Segmentation mask data:
#####
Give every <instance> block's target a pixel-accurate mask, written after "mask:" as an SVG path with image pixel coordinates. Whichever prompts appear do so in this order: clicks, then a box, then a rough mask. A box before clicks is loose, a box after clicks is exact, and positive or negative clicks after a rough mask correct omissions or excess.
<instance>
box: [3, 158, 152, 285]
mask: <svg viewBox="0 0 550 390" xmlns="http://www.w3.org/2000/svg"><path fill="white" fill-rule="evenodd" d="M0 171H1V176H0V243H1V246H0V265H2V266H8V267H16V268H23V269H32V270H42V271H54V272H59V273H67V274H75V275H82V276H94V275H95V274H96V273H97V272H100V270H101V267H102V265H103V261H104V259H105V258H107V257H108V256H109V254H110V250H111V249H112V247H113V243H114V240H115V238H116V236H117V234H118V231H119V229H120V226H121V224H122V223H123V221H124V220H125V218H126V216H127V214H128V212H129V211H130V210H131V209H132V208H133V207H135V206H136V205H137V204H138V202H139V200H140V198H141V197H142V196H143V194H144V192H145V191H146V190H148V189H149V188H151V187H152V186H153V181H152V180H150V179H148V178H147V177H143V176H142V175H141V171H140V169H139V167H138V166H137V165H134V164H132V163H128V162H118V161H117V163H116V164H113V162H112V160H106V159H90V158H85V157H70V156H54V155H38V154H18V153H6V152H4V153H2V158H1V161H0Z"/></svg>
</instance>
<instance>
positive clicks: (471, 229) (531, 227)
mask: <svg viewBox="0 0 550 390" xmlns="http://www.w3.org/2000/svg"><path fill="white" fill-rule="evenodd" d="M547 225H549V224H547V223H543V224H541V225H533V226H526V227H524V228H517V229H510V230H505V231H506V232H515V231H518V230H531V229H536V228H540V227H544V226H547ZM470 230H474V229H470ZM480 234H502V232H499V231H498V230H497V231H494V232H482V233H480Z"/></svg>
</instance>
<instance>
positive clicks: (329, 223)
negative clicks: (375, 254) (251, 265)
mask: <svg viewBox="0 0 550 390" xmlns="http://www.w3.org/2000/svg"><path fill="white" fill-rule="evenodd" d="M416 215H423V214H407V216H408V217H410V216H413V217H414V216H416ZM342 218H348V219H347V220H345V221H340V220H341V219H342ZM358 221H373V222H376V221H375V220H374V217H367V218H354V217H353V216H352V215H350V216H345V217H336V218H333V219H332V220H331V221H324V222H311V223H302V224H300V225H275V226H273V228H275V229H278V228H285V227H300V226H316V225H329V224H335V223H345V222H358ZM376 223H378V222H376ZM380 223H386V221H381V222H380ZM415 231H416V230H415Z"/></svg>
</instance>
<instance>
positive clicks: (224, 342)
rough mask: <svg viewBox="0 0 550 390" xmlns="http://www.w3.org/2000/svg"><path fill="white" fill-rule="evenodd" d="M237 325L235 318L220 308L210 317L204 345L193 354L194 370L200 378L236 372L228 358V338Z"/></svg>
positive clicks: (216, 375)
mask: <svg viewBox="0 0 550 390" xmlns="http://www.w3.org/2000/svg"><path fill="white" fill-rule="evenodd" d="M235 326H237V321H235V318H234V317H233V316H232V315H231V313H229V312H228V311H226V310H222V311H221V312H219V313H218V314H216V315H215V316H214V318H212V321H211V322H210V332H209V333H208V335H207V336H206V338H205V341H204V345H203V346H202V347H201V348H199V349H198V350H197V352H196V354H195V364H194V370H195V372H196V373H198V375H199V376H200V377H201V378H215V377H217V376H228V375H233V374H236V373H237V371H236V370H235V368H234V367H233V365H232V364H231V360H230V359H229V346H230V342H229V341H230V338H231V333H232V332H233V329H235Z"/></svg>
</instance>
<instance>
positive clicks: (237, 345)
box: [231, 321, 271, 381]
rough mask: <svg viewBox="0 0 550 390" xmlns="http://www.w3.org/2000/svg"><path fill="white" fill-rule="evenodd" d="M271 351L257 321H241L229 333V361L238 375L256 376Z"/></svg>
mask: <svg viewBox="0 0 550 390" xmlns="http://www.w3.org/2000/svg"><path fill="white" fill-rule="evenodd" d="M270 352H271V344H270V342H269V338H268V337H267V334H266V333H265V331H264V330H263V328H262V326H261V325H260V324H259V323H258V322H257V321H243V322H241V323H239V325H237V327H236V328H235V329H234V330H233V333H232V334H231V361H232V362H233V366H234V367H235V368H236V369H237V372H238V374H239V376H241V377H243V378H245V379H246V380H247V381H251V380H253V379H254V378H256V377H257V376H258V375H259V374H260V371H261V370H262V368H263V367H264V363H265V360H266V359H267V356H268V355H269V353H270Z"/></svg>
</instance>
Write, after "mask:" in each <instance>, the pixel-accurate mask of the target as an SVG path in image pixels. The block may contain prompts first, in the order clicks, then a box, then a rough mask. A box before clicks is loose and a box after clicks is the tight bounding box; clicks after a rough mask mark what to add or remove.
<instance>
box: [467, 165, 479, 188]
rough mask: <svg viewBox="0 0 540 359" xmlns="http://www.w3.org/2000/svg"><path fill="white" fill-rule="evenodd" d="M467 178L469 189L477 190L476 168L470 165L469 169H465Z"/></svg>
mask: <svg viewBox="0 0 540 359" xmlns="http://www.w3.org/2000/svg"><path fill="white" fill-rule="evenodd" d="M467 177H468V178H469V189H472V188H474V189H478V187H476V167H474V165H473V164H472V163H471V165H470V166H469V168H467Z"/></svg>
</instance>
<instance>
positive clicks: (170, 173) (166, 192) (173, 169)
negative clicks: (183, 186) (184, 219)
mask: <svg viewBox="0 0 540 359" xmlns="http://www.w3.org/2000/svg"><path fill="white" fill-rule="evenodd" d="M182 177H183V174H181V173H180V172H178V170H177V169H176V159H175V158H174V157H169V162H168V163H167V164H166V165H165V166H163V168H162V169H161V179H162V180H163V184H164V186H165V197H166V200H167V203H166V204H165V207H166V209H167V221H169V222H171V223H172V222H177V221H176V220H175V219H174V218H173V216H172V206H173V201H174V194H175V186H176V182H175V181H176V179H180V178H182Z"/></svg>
#####
**Task**
What lines above hold the word "order"? List them all.

**Solution to this problem**
Give every <instance> block's target a pixel-accurate mask, written after "mask:" as an SVG path with image pixel coordinates. Whichever prompts appear do so in this order: clicks, then a box, then a rough mask. A box before clicks is loose, a box after clicks is exact, and positive or negative clicks after a rough mask correct omissions or excess.
Write, after "mask:" in each <instance>, the pixel-accurate mask of the target as an SVG path in image pixels. The block may contain prompts first, in the order clicks, then a box, then a rough mask. A box before clicks is loose and a box after clicks is the tight bounding box; clicks after a rough mask mark what to add or remove.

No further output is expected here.